*WRITTEN TASK*.
Gather every line of the items below that contains the word "then".

*ENTRIES PROVIDED*.
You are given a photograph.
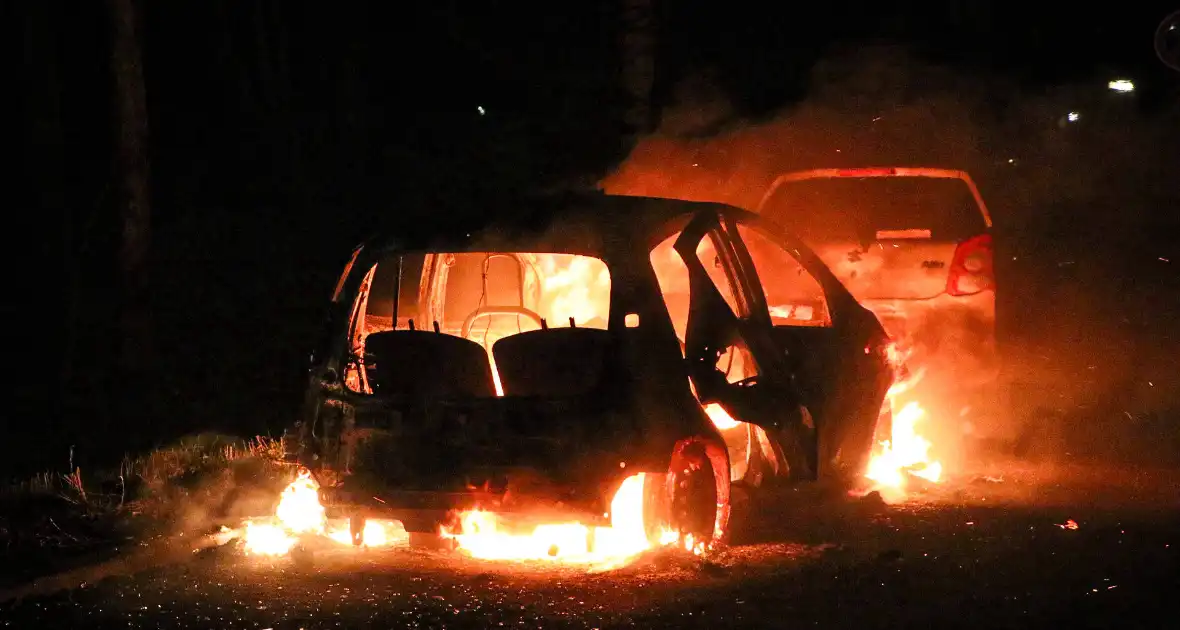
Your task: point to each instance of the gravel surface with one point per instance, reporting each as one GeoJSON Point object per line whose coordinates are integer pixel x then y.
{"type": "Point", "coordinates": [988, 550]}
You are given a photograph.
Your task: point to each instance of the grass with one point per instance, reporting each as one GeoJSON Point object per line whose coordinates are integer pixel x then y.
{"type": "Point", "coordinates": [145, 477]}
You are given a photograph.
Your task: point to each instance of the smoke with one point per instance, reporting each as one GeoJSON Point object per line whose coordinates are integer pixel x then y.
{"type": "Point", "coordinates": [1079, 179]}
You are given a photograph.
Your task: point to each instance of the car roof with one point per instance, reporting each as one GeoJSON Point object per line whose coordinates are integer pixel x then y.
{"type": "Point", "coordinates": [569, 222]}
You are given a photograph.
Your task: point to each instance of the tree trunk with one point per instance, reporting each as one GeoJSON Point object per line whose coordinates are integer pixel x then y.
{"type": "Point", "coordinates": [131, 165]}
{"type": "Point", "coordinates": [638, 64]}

* * *

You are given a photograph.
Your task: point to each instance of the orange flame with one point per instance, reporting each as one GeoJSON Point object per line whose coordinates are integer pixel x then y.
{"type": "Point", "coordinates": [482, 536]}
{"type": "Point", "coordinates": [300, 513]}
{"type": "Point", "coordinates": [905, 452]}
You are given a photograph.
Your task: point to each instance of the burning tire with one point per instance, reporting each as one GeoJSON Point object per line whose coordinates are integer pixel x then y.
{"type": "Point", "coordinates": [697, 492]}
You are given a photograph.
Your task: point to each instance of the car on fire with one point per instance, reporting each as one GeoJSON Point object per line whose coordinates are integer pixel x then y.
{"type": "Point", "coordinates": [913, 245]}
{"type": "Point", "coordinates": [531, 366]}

*FINISHED TASK*.
Your task: point to each instance of the gravel surface with one point per instance, reporting each as one GeoJSON Point object per line whose coordinates are integer pixel x then y.
Your task: point to each instance of the grass with one point per instance, reporting each as one GeoJSON Point object per line whose coordinates are integer pixel x then y.
Your task: point to each instance of the smoke with one point per instance, reporting each as one GeoJSON Point object per line whose coordinates are integer pixel x then y.
Your task: point to each instance of the car roof with one point per instance, reporting each as one GeoJSON Point object per line whose coordinates are integer pixel x then y.
Your task: point to each instance of the tree trunk with one point per instance, reporting each as one GeoJSON Point object per line whose coordinates are integer pixel x then y.
Your task: point to each instance of the orange flame with one point per instance, reporting each as one GeoJSON Point object per line whose coordinates are integer pixel x then y.
Your task: point to each instance of the burning tire with one point per instance, reporting each as one GeoJSON Point object per line whose coordinates are integer pixel x then y.
Your task: point to each instance of the car on fire with one point per instance, reporting each as one GeoJSON Point object per line whose coordinates are integer pixel x then y.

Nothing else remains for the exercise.